■ WHAT THIS TASK INVOLVES ■
Lay out every line of the rows below as a numbered list, leaving out blank lines and any pictures.

■ AVAILABLE RECORDS ■

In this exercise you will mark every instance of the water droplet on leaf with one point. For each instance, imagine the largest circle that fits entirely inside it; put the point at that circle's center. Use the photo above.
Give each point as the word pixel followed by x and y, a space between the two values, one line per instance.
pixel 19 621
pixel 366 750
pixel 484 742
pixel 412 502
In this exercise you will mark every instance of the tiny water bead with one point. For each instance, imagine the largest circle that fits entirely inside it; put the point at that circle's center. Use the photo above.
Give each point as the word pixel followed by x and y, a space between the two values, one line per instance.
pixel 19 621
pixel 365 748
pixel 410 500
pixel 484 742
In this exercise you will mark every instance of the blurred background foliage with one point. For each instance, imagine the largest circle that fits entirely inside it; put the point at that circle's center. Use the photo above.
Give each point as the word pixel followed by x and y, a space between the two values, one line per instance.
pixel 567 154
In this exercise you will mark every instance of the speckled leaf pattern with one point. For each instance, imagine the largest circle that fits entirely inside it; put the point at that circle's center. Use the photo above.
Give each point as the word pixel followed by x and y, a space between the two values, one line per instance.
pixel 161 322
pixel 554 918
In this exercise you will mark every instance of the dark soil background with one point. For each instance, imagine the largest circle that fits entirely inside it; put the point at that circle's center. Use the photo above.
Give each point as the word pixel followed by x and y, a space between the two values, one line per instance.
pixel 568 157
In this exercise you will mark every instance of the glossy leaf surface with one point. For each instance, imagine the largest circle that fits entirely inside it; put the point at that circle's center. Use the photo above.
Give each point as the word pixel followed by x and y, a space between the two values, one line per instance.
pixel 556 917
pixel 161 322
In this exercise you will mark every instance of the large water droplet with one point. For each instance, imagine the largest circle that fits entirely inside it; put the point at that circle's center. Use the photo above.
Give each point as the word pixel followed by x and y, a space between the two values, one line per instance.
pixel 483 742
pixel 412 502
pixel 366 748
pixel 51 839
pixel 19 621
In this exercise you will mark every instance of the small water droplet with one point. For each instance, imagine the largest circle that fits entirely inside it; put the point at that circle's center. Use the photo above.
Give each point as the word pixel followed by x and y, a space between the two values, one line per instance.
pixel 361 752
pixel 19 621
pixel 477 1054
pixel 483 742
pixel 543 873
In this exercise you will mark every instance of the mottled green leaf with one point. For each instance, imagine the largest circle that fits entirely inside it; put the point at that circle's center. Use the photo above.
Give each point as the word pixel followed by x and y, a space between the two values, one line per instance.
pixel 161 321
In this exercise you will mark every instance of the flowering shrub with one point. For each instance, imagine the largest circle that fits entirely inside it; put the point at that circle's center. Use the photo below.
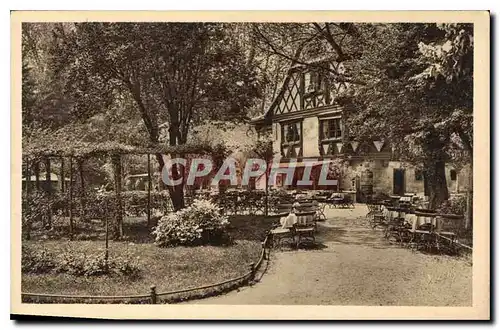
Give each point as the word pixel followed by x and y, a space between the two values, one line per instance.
pixel 78 264
pixel 39 261
pixel 200 223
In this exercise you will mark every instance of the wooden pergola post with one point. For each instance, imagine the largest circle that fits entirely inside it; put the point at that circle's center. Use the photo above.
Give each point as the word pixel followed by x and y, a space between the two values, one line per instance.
pixel 149 189
pixel 117 170
pixel 27 177
pixel 48 183
pixel 63 180
pixel 70 198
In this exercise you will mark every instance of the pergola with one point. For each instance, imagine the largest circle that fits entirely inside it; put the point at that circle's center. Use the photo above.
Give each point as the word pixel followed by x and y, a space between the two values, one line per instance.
pixel 38 150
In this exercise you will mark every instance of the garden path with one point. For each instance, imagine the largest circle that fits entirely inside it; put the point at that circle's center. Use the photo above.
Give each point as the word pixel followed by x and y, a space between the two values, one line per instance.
pixel 354 265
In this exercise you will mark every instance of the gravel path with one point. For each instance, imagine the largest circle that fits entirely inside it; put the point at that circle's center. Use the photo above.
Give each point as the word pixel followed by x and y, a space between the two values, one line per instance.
pixel 354 265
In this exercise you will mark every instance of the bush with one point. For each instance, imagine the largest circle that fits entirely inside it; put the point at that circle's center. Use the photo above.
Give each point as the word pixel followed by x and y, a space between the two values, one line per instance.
pixel 71 263
pixel 40 261
pixel 78 264
pixel 201 223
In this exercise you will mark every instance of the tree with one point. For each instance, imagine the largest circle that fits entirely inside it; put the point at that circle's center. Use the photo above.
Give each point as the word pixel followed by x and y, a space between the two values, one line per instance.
pixel 178 73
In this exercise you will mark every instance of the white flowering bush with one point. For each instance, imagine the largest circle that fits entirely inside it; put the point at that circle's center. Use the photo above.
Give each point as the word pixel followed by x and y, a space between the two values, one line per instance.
pixel 201 223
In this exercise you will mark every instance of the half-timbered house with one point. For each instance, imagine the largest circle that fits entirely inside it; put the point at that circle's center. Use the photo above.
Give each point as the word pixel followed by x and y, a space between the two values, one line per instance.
pixel 306 124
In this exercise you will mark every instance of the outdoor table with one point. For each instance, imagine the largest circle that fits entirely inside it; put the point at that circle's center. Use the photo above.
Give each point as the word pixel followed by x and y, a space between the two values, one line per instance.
pixel 293 219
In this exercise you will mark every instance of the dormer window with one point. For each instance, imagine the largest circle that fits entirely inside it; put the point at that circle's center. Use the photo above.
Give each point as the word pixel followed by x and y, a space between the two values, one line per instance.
pixel 291 139
pixel 330 129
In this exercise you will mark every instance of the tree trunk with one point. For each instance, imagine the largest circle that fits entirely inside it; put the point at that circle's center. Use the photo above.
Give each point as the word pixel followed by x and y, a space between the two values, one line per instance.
pixel 118 221
pixel 71 227
pixel 436 181
pixel 470 199
pixel 63 180
pixel 82 191
pixel 37 175
pixel 48 183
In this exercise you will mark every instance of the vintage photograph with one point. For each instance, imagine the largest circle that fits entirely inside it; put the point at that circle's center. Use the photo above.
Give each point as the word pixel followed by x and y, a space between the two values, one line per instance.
pixel 323 163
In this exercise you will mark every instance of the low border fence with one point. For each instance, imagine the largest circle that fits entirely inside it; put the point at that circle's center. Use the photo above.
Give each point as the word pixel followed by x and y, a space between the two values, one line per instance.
pixel 153 297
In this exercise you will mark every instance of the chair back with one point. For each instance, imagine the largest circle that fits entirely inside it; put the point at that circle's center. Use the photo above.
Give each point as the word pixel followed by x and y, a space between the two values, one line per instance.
pixel 283 209
pixel 305 218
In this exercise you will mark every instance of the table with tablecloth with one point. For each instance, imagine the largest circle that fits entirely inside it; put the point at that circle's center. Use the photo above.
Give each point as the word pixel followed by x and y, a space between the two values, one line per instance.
pixel 293 219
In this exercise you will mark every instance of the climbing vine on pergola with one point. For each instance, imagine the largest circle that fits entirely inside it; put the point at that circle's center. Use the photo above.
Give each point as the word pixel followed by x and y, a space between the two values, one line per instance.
pixel 46 148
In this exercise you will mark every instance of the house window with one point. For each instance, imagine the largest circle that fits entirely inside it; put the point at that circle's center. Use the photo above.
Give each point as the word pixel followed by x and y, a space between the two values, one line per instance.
pixel 291 132
pixel 330 129
pixel 314 82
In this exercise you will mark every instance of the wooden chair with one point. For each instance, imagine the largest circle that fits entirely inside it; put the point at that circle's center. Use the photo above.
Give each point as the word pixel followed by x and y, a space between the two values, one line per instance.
pixel 279 234
pixel 320 211
pixel 305 227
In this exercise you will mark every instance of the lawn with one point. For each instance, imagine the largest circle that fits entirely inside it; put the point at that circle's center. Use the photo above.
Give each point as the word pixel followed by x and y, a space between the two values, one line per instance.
pixel 167 268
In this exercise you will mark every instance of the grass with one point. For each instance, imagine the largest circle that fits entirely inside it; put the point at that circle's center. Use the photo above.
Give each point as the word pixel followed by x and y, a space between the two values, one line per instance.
pixel 166 268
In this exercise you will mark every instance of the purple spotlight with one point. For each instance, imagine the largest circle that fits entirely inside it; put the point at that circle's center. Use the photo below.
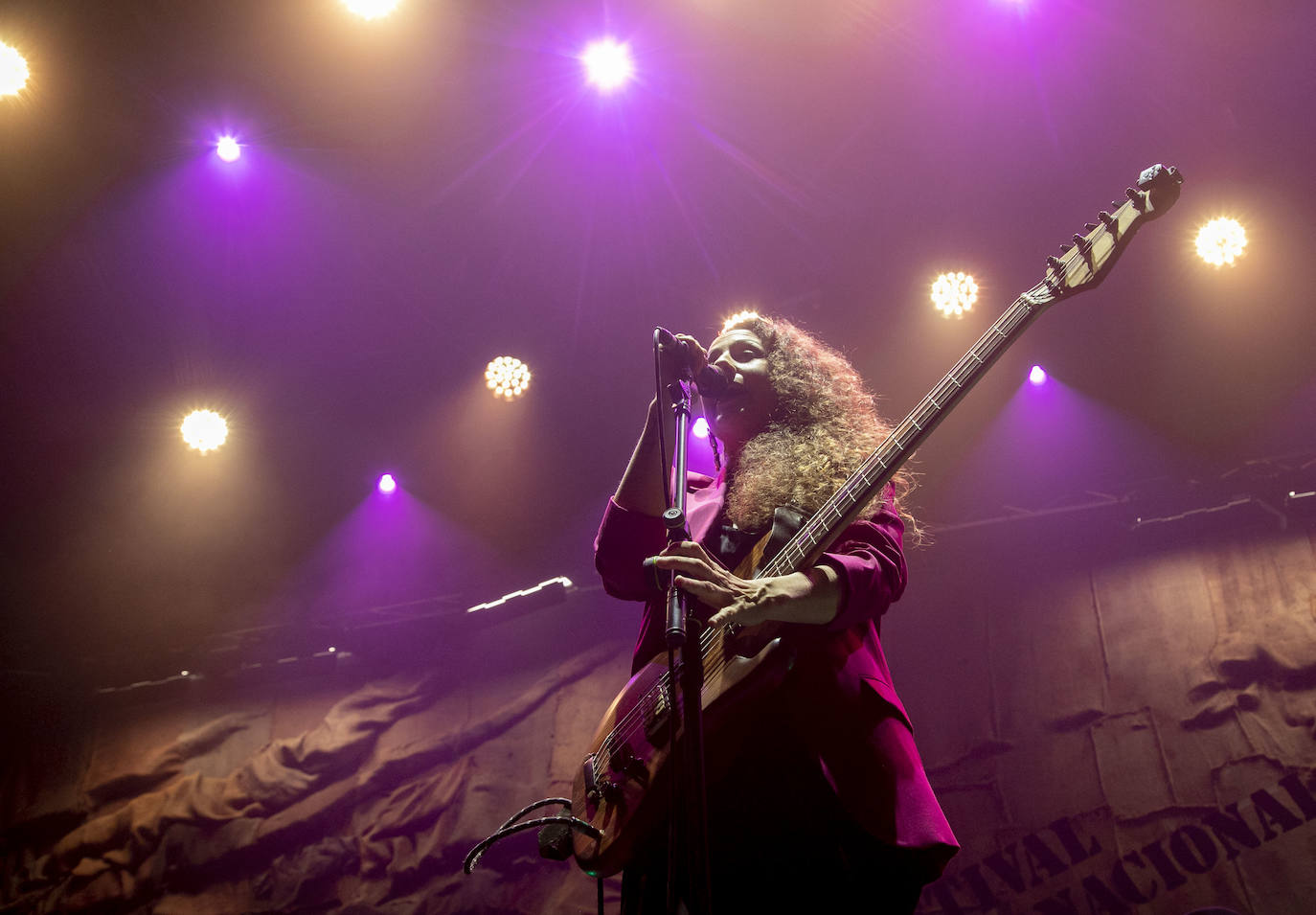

■ CORRECT OUTPUT ■
1. In this exercise you will mark every instance of the water droplet on leaf with one point. For each instance, imagine the largest circle that fits entirely inside it; put the point at that circle's center. Use the photo above.
2. Give each point as the word pixel followed by x and y, a space between the two values, one line per instance.
3. pixel 19 621
4. pixel 366 750
5. pixel 484 742
6. pixel 412 502
7. In this exercise you will mark every instance of the tiny water bead with one point. For each instance, imagine the largest circle that fits entirely inside it; put the point at that circle's center. Use the photo above.
8. Give each point as the word pixel followed by x and y, a space between the two values, one line per instance.
9. pixel 19 621
10. pixel 365 748
11. pixel 410 500
12. pixel 484 742
13. In this exercise you will mark every instance of the blurred background foliage with one point. For each instance, imagine the largest circle that fits entirely inside it; put the point at that circle's center. Use the photo above.
14. Give each point as the word pixel followed by x and y, a space between the two values, one line per instance.
15. pixel 567 154
16. In this exercise you will mark every instance of the speckled leaf pattern with one point. For each instance, imagine the largest circle that fits entirely inside it; put the point at that circle's center. Use the photo above.
17. Give each point as the word pixel followed by x and y, a space between the two values, one line per instance.
18. pixel 161 322
19. pixel 554 918
20. In this exercise you will mark every instance of the dark soil background with one point. For each instance, imagine the largest circle that fits entirely inside it; put the point at that circle's center. Use the photo above.
21. Give each point as the word pixel followed by x and y, a space between the two values, one line per instance.
22. pixel 568 157
23. In this exercise you will mark every instance of the glossy leaf surface with one point. For each instance, imagine the largest circle that fits entirely inside it; put the point at that circle's center. Use the photo above.
24. Give each point as the word pixel followed by x and y, a space between the two values, one line per instance.
25. pixel 556 917
26. pixel 161 322
27. In this exercise you will mark every instance of the large water droplet with one point. For each instance, imagine the largest circle that fits entirely inside it; put the point at that circle's center. Use the photo above.
28. Give each point as the word pixel followed by x and y, a space between the two values, one line per instance.
29. pixel 483 742
30. pixel 412 502
31. pixel 366 748
32. pixel 51 839
33. pixel 19 621
34. In this exercise you will mark every instance of the small water droplet with one point. For each instance, imagine the largest circle that fits entirely inside it; put the point at that circle's center. Use the photo above.
35. Give each point as the word pixel followed by x and y, a space between the two values, one line per instance.
36. pixel 361 752
37. pixel 19 621
38. pixel 477 1054
39. pixel 483 742
40. pixel 543 873
41. In this exercise you will mark every instance of the mottled green leaf with one point. For each instance, imagine the largest circle that fits entirely inside it; put the point at that circle's center. Use the photo above.
42. Give each point as the word pixel followed by x and y, a space between the two values, one line per instance.
43. pixel 161 321
44. In this exercise you will mark every instance of the flowering shrub with one point. For each instance, imagine the largest circle that fits entirely inside it; put the point at that circle's center. Use the photo below.
45. Give each point as the word pixel followed by x and y, a space between the two values, one line per instance.
46. pixel 78 264
47. pixel 39 261
48. pixel 200 223
49. In this exercise you will mark every instance of the wooden pergola post with one point. For each instance, imagine the largest circle that fits entirely inside it; put the point at that circle's center. Use the photo above.
50. Give each point as the word pixel followed by x and y, a space between the two values, one line per instance.
51. pixel 149 189
52. pixel 117 170
53. pixel 27 177
54. pixel 48 183
55. pixel 63 180
56. pixel 70 198
57. In this exercise you will mark every instance of the pergola with one point. For each instance, imagine the largest circle that fits entirely inside it; put the point at that circle's center. Use the photo above.
58. Give each point as the word pixel followed by x and y, a space between the two values, one line per instance.
59. pixel 38 150
60. In this exercise you will mark every instance of the garden path with one point. For each instance, imagine the largest circle that fits entirely inside it; put the point at that circle's center. Use the photo above.
61. Give each point as the word pixel followed by x and y, a space between the two values, one line per instance.
62. pixel 354 265
63. In this exercise you will mark every instance of the gravel path with one point. For each instance, imagine the largest circle that fits entirely inside it; put the point at that circle's center. Use the photo above.
64. Give each point as the word pixel followed by x and y, a space between the two values, one line per instance.
65. pixel 354 265
66. In this exercise you will mark every instance of the bush with one point. For each instance, imagine the largest circle that fits entirely inside it; put the point at that circle's center. Use the photo above.
67. Give each point as the word pixel followed by x and y, a space between the two values, one line per instance.
68. pixel 71 263
69. pixel 40 261
70. pixel 78 264
71. pixel 201 223
72. In this exercise you will mark every instance of the tree with one point. For each instance, imagine the largest circle that fits entirely inside it; put the point at that circle's center. Use the photo above.
73. Give each point as the word pixel followed by x and y, a space between the two values, one line per instance.
74. pixel 178 73
75. In this exercise you will mark every instance of the white flowering bush with one point. For each instance, imagine the largest circle that fits entirely inside it; put the point at that circle's center. Use the photo above.
76. Give each point as the word pixel followed by x and y, a space between the two values, one line per instance.
77. pixel 201 223
78. In this exercise you will mark every instance of the half-timbered house with one point. For each instance, imagine the largest circle that fits entirely inside it; put the point at that circle's center. Use the photo above.
79. Give each point as the word pixel followed by x and y, a space between the two values, one line per instance.
80. pixel 306 124
81. In this exercise you will mark every instance of the outdoor table with one point. For each instance, imagine the largest circle that fits entirely inside it; put the point at that circle's center. Use the photo above.
82. Give each point as the word pixel followed by x and y, a space between the two values, one line per instance.
83. pixel 293 219
84. In this exercise you will mark every instance of the dormer window with one point. For each instance, imagine the largest circle that fits entirely inside it; put the point at that circle's center. Use the photo above.
85. Give each point as the word pixel followed by x and y, a space between the two values, one line per instance.
86. pixel 291 139
87. pixel 330 129
88. In this exercise you will mark every instance of the tree trunk with one point. For each instance, imagine the largest circle that fits entirely inside it; put the point at that circle's center. Use the photo above.
89. Give each point as the word pixel followed by x and y, a space between the two values, one line per instance.
90. pixel 118 221
91. pixel 71 227
92. pixel 436 181
93. pixel 470 199
94. pixel 63 180
95. pixel 82 191
96. pixel 37 175
97. pixel 48 183
98. In this exercise you will mark every instance of the vintage photograph with one point. For each instance, imagine the largest circle that fits entirely inside it; put the point at that circle's center. Use the photo above.
99. Give each point as the word pixel followed by x and y, a space between the two values, one line per instance.
100. pixel 323 163
101. In this exercise you will mark every instance of the low border fence with one point. For each instance, imagine the largest circle that fits entirely inside it; put the point at that circle's center. Use the photo above.
102. Give each point as the word pixel followed by x and y, a space between the two values, one line per instance.
103. pixel 153 297
104. In this exercise you will mark every instance of the chair back with one point. For each instance, imagine the largest circle that fits entirely inside it; put the point at that circle's center. Use the photo above.
105. Give each point as the word pixel followed by x and y, a space between the two values, one line per instance.
106. pixel 283 209
107. pixel 305 218
108. In this exercise you will mark every instance of the table with tablecloth with one point. For each instance, imagine the largest circle that fits entirely inside it; put the point at that circle's center. Use the photo above.
109. Give each point as the word pixel followed by x and y, a space between the two values, one line per instance.
110. pixel 293 219
111. In this exercise you will mark every instance of the climbing vine on pergola with one point. For each instance, imagine the largest circle that fits entirely inside it; put the point at that circle's center. Use the photo above.
112. Give each point as the word pixel followed by x and y, a space between the two values, one line per instance.
113. pixel 46 148
114. In this exercise you will mark every instance of the house window with one point. For each instance, imagine the largest circle that fits entirely inside it; put the point at that circle's center. Use the photo above.
115. Give each point as the word pixel followed by x and y, a space between the two values, one line per instance.
116. pixel 291 132
117. pixel 330 129
118. pixel 314 82
119. In this exercise you will mark every instance of the wooden chair with one point. For each instance, imagine the largest circle that fits entirely inside it; put the point at that circle's center. Use the photo above.
120. Give each point as the word pixel followed by x and y, a space between the two values, one line per instance.
121. pixel 279 234
122. pixel 320 211
123. pixel 305 227
124. In this exercise you will mark every instance of the lawn with one point. For each instance, imagine the largest circle that fits entirely inside it; put the point at that circle's center. Use the photo above.
125. Give each point as the word pixel followed by x and y, a space between the two values, one line per instance.
126. pixel 167 268
127. In this exercise you will mark every instance of the grass with one point. For each instance, imagine the largest circle that fits entirely inside it; put the point at that circle's center. Use the photo above.
128. Give each point as the word pixel followed by x and y, a space between the two values, one line per instance.
129. pixel 166 268
130. In this exercise you will mark every instance of the purple spotlight with one point. For each instance, imagine the largest circle that fits entirely inside it; put the point at that circle's center. Use the photo below.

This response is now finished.